#### WHAT THE TASK ASKS:
Reproduce every one of the following records verbatim, preserving each line without alteration.
■ ■ ■ ■
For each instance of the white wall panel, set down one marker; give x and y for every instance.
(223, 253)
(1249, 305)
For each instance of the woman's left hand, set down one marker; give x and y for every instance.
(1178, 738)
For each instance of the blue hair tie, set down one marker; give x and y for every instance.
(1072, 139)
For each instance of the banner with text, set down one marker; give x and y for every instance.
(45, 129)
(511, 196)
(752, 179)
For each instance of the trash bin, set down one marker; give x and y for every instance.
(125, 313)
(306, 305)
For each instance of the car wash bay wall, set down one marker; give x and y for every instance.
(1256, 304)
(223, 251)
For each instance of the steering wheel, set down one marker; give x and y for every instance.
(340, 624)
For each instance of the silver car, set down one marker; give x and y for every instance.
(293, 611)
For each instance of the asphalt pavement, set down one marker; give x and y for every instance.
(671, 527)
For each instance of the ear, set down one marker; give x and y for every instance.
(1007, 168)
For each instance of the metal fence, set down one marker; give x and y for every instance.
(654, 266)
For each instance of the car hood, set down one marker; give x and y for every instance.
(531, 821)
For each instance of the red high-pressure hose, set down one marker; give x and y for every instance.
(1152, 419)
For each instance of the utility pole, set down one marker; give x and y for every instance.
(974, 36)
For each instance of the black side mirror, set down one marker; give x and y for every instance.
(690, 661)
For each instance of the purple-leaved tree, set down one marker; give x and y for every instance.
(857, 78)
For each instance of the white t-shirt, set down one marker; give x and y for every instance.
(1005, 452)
■ ■ ■ ■
#### ANSWER TO THE EXERCISE:
For each instance of the white wall panel, set down one marker; give x and y for every instance.
(223, 253)
(1249, 305)
For each instance of the woman's left hand, set down one marker; give x and y for every instance.
(1178, 738)
For each instance of the blue hair tie, set down one marker; give x and y for every instance.
(1072, 139)
For each instance of the banner with text, set down one marker; give x and y for every instance.
(45, 129)
(511, 196)
(752, 179)
For each instance of the trash bin, set down one marker; give x and y for every instance.
(125, 313)
(306, 305)
For each instance of the car wash bay wall, set down one marker; give x and y for every instance.
(1256, 304)
(223, 251)
For each instance of the steering wheel, set down one marker; give x and y for every instance.
(340, 624)
For each instance of the silver car, set down one marker; give x and y for every instance.
(293, 611)
For each instance of the asphalt pavement, set down one marker; give x and y for every instance.
(671, 527)
For each instance of the ear, set down one marker; give x and y for every instance.
(1007, 168)
For each instance of the metal fence, set down one marker; give x and y for every instance.
(654, 266)
For each instance of the car hood, set down one marker; give x and y for every instance.
(531, 821)
For each instance of the red high-pressure hose, set down one marker; give x and y for every instance.
(1152, 419)
For each instance of the utility pole, set down one marker; give x and y for every instance.
(974, 36)
For each instance of the black side mirror, set down one marker; give x and y for every instance.
(690, 661)
For each instance of the purple-leaved tree, set down one marker; give x and y for every instance.
(857, 78)
For each instance of the white t-shirt, set down one marker; give x and y for every instance.
(1005, 452)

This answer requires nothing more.